▸ TASK REQUIREMENTS:
Your copy should repeat each record below exactly and contain no images.

▸ SUPPLIED RECORDS:
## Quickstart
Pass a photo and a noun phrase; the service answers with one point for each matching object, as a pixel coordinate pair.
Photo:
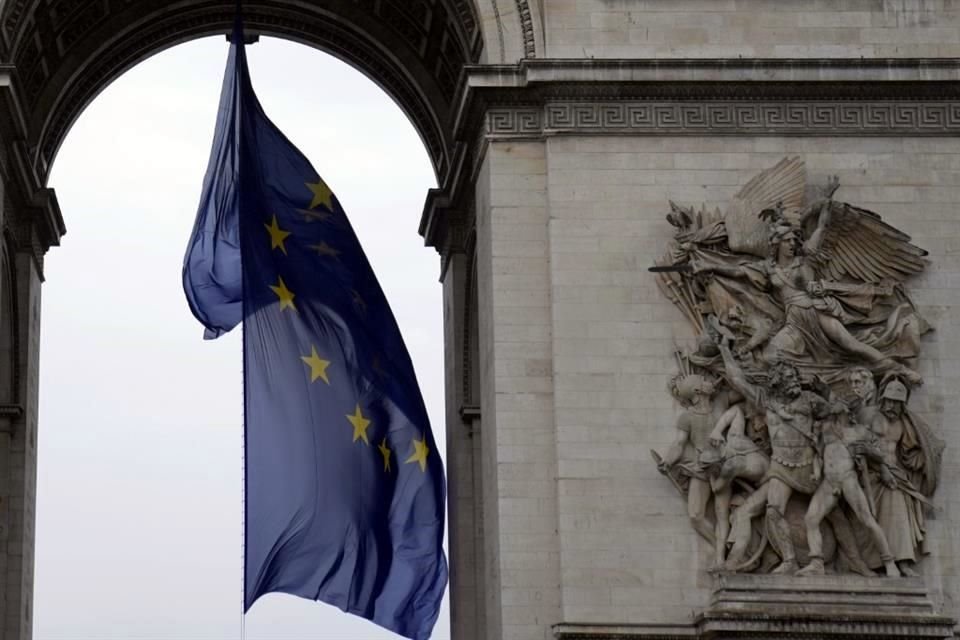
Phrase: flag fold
(344, 486)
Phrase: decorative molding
(719, 118)
(526, 27)
(500, 38)
(752, 118)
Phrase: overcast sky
(139, 506)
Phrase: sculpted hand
(696, 266)
(815, 288)
(832, 185)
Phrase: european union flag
(344, 487)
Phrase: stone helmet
(895, 390)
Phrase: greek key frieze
(756, 118)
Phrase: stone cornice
(754, 97)
(537, 98)
(530, 72)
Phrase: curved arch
(64, 54)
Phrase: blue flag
(344, 487)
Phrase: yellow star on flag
(324, 249)
(321, 194)
(277, 235)
(420, 453)
(318, 366)
(385, 451)
(286, 296)
(360, 425)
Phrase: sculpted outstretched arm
(724, 270)
(731, 419)
(676, 449)
(812, 245)
(736, 377)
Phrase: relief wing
(785, 184)
(858, 244)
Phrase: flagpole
(238, 41)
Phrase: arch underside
(64, 52)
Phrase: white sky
(139, 507)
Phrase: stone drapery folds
(796, 425)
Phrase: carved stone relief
(797, 452)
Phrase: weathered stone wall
(518, 432)
(752, 28)
(628, 553)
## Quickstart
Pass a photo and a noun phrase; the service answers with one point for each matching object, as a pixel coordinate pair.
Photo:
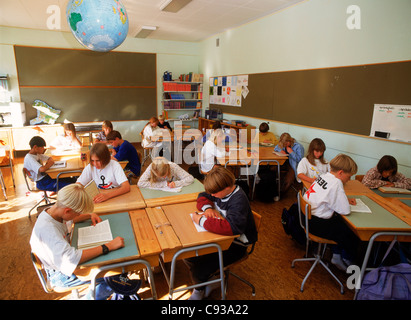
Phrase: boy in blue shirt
(124, 150)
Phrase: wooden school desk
(138, 250)
(179, 239)
(129, 201)
(155, 198)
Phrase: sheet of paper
(360, 207)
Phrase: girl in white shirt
(214, 147)
(328, 202)
(313, 164)
(162, 173)
(106, 173)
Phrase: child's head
(264, 127)
(99, 155)
(218, 180)
(107, 127)
(160, 169)
(316, 150)
(286, 140)
(343, 167)
(74, 197)
(387, 166)
(112, 136)
(69, 129)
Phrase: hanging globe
(99, 25)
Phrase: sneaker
(197, 295)
(338, 262)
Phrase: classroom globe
(99, 25)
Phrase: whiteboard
(392, 122)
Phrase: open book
(93, 236)
(91, 189)
(394, 190)
(360, 207)
(59, 164)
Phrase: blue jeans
(58, 279)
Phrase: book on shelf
(94, 236)
(394, 190)
(92, 189)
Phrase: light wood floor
(269, 268)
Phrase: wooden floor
(269, 267)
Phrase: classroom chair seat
(41, 273)
(44, 198)
(304, 208)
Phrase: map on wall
(228, 90)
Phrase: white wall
(313, 34)
(174, 56)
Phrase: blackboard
(340, 98)
(87, 85)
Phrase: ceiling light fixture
(145, 31)
(173, 5)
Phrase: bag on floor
(291, 224)
(123, 287)
(387, 283)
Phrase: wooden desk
(188, 193)
(129, 201)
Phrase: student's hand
(115, 244)
(101, 197)
(95, 219)
(211, 213)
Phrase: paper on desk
(198, 227)
(360, 207)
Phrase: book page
(360, 207)
(94, 236)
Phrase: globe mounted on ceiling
(99, 25)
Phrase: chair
(41, 273)
(305, 209)
(227, 269)
(45, 198)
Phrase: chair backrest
(38, 266)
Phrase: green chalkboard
(340, 99)
(87, 85)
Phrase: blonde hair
(284, 138)
(218, 179)
(344, 163)
(75, 197)
(160, 168)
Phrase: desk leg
(170, 280)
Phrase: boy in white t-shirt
(50, 239)
(328, 202)
(106, 173)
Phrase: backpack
(291, 224)
(266, 189)
(123, 287)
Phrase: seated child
(69, 140)
(106, 128)
(163, 124)
(49, 240)
(163, 173)
(313, 164)
(221, 197)
(33, 163)
(265, 136)
(106, 173)
(124, 150)
(214, 147)
(328, 202)
(386, 174)
(295, 151)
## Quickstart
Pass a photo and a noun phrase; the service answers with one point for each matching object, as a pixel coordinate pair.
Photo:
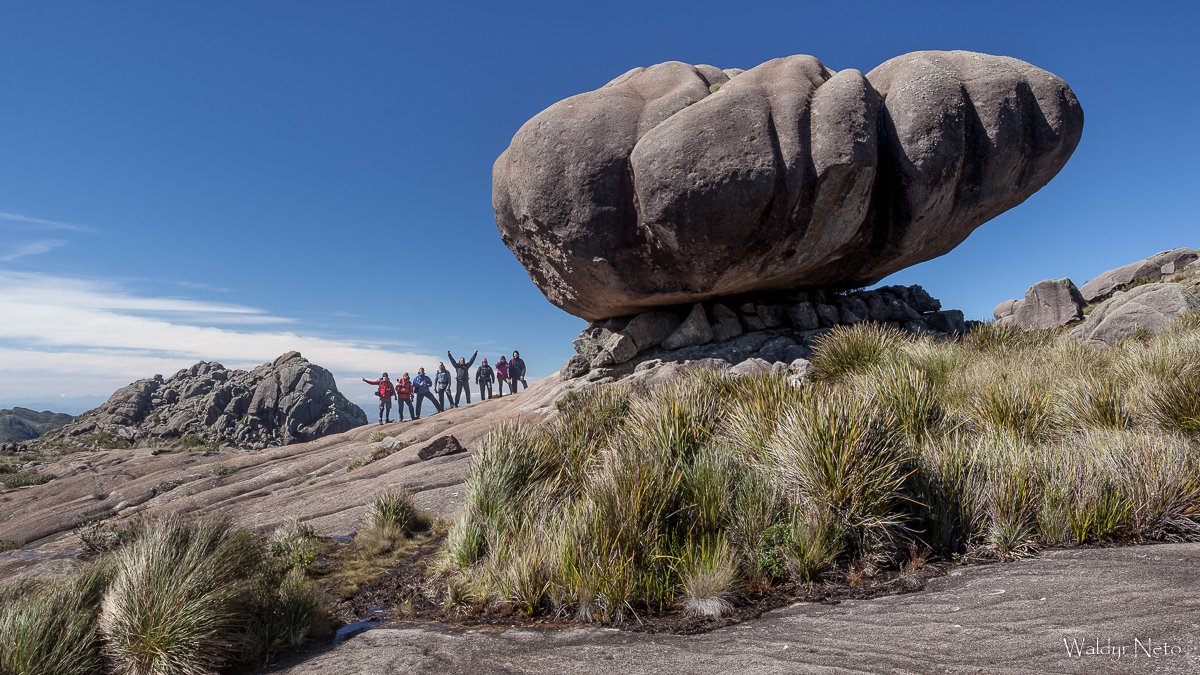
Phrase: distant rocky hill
(208, 405)
(24, 424)
(1146, 296)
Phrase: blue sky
(229, 180)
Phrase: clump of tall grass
(391, 519)
(51, 627)
(169, 597)
(847, 350)
(1175, 406)
(712, 487)
(173, 604)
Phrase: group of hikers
(421, 387)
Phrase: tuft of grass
(833, 454)
(850, 350)
(51, 627)
(1000, 338)
(1023, 410)
(24, 479)
(1101, 404)
(708, 571)
(390, 520)
(174, 599)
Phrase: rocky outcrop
(1150, 269)
(1114, 303)
(286, 401)
(1047, 304)
(23, 424)
(1151, 308)
(677, 184)
(761, 334)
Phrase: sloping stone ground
(256, 489)
(1009, 619)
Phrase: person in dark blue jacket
(421, 384)
(442, 386)
(462, 375)
(484, 377)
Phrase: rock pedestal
(762, 334)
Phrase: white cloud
(11, 220)
(31, 249)
(75, 336)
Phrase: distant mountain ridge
(23, 424)
(286, 401)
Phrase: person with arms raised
(462, 376)
(385, 393)
(442, 386)
(421, 384)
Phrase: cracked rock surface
(676, 184)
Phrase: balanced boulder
(676, 184)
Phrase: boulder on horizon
(677, 184)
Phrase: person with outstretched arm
(442, 386)
(421, 384)
(462, 376)
(484, 377)
(502, 375)
(516, 371)
(405, 395)
(385, 393)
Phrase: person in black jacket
(484, 377)
(442, 386)
(516, 371)
(462, 375)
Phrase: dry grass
(996, 444)
(166, 597)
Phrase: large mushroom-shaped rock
(1152, 308)
(676, 184)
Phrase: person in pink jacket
(502, 374)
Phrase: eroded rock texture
(676, 183)
(286, 401)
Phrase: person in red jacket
(405, 395)
(385, 393)
(502, 374)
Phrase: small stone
(725, 323)
(775, 348)
(750, 366)
(1050, 304)
(441, 447)
(649, 329)
(576, 366)
(694, 330)
(772, 316)
(617, 350)
(803, 316)
(827, 314)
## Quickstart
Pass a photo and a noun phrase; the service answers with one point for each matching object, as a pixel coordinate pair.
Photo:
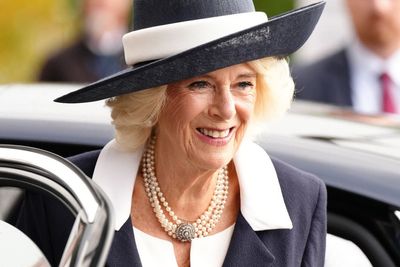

▸ RESPONSE BELOW:
## Quickstart
Pass a photo and a noun phrase; the service answers with one point for each matching object, as a pixel coordinate pair.
Photo:
Phrase: flag fold
(344, 486)
Phrase: decorative molding
(719, 118)
(526, 27)
(500, 38)
(752, 118)
Phrase: overcast sky
(139, 506)
Phrase: sculpted hand
(696, 266)
(815, 288)
(832, 185)
Phrase: european union flag
(344, 487)
Phrase: stone helmet
(895, 390)
Phrase: greek key frieze
(756, 118)
Phrase: stone cornice
(754, 97)
(537, 98)
(530, 72)
Phrase: curved arch
(64, 54)
Phrase: blue flag
(344, 487)
Phrase: yellow star on flag
(324, 249)
(321, 194)
(277, 235)
(420, 453)
(318, 366)
(385, 451)
(286, 296)
(360, 425)
Phrase: sculpted outstretched arm
(724, 270)
(731, 419)
(676, 449)
(812, 245)
(736, 377)
Phrase: relief wing
(785, 184)
(858, 244)
Phrase: flagpole
(238, 41)
Phrase: arch underside
(64, 52)
Phrase: white sky
(139, 507)
Phrase: stone drapery folds
(796, 425)
Phrase: carved stone relief
(797, 452)
Phrase: weathered stone wall
(518, 432)
(752, 28)
(628, 553)
## Quickstart
Pass a photo and a noun phrase; the service answers with one point for each matching object, as a pixel coordinate pair.
Photo:
Phrase: boy in blue shirt
(124, 150)
Phrase: wooden school desk
(138, 250)
(179, 239)
(129, 201)
(155, 198)
Phrase: sheet of paper
(360, 207)
Phrase: girl in white shirt
(214, 147)
(328, 202)
(313, 164)
(162, 173)
(106, 173)
Phrase: child's head
(264, 127)
(99, 155)
(218, 180)
(107, 127)
(160, 169)
(316, 150)
(286, 140)
(343, 167)
(74, 197)
(387, 166)
(112, 136)
(69, 129)
Phrase: hanging globe
(99, 25)
Phrase: sneaker
(197, 295)
(338, 262)
Phrase: classroom globe
(99, 25)
Phrase: whiteboard
(392, 122)
Phrase: open book
(93, 236)
(91, 189)
(394, 190)
(360, 207)
(59, 164)
Phrase: blue jeans
(58, 279)
Phrase: book on shelf
(94, 236)
(394, 190)
(92, 189)
Phrase: light wood floor
(269, 268)
Phrase: wooden floor
(269, 267)
Phrase: classroom chair seat
(41, 273)
(44, 198)
(304, 208)
Phrase: map on wall
(228, 90)
Phrase: white wall
(313, 34)
(174, 56)
Phrase: blackboard
(340, 98)
(87, 85)
Phrase: ceiling light fixture
(145, 31)
(173, 5)
Phrase: bag on floor
(291, 224)
(123, 287)
(387, 283)
Phrase: wooden desk
(188, 193)
(129, 201)
Phrase: student's hand
(115, 244)
(101, 197)
(95, 219)
(211, 213)
Phrase: paper on desk
(198, 227)
(360, 207)
Phrase: book page
(360, 207)
(94, 236)
Phrase: globe mounted on ceiling
(99, 25)
Phrase: chair
(41, 273)
(305, 209)
(227, 269)
(45, 198)
Phrase: chair backrest
(38, 266)
Phrase: green chalkboard
(340, 99)
(87, 85)
Phrase: blonde hair
(284, 138)
(218, 179)
(344, 163)
(75, 197)
(160, 168)
Phrase: desk leg
(170, 280)
Phrase: boy in white t-shirt
(50, 239)
(328, 202)
(106, 173)
Phrase: backpack
(291, 224)
(266, 189)
(123, 287)
Phrase: seated child
(69, 140)
(106, 128)
(163, 124)
(49, 240)
(163, 173)
(313, 164)
(221, 197)
(33, 163)
(265, 136)
(106, 173)
(124, 150)
(214, 147)
(328, 202)
(386, 174)
(295, 151)
## Quickstart
Pass a photo and a noun phrase; the service answers with one point for each matching object, as a pixel coordinate pair.
Photo:
Phrase: distant rocky hill
(208, 405)
(24, 424)
(1146, 296)
Phrase: blue sky
(229, 180)
Phrase: clump of tall grass
(391, 519)
(51, 627)
(169, 597)
(847, 350)
(1175, 406)
(712, 487)
(173, 604)
Phrase: group of hikers
(421, 387)
Phrase: tuft of grass
(833, 454)
(850, 350)
(51, 627)
(1000, 338)
(1023, 410)
(24, 479)
(1101, 404)
(708, 571)
(390, 520)
(174, 599)
Phrase: rocky outcrop
(1150, 269)
(1114, 303)
(286, 401)
(1047, 304)
(23, 424)
(1151, 308)
(677, 184)
(761, 334)
Phrase: sloping stone ground
(256, 489)
(1009, 619)
Phrase: person in dark blue jacket
(421, 384)
(442, 386)
(462, 375)
(484, 377)
Phrase: rock pedestal
(762, 334)
Phrase: white cloud
(11, 220)
(31, 249)
(75, 336)
Phrase: distant mountain ridge
(23, 424)
(286, 401)
Phrase: person with arms raised
(462, 376)
(385, 393)
(442, 386)
(421, 384)
Phrase: cracked rock surface
(676, 184)
Phrase: balanced boulder
(676, 184)
Phrase: boulder on horizon
(677, 184)
Phrase: person with outstretched arm
(442, 386)
(421, 384)
(462, 376)
(484, 377)
(502, 375)
(516, 371)
(405, 395)
(385, 393)
Phrase: person in black jacket
(484, 377)
(442, 386)
(516, 371)
(462, 375)
Phrase: dry grass
(996, 444)
(166, 597)
Phrase: large mushroom-shaped rock
(1152, 308)
(676, 184)
Phrase: person in pink jacket
(502, 374)
Phrase: eroded rock texture
(676, 183)
(286, 401)
Phrase: person in red jacket
(405, 395)
(385, 393)
(502, 374)
Phrase: small stone
(725, 323)
(775, 348)
(750, 366)
(1050, 304)
(441, 447)
(649, 329)
(576, 366)
(694, 330)
(772, 316)
(617, 350)
(803, 316)
(827, 314)
## Quickstart
Pass a photo and a noun phrase; the service answers with one point for each matching object, as a pixel coordinate pair.
Photo:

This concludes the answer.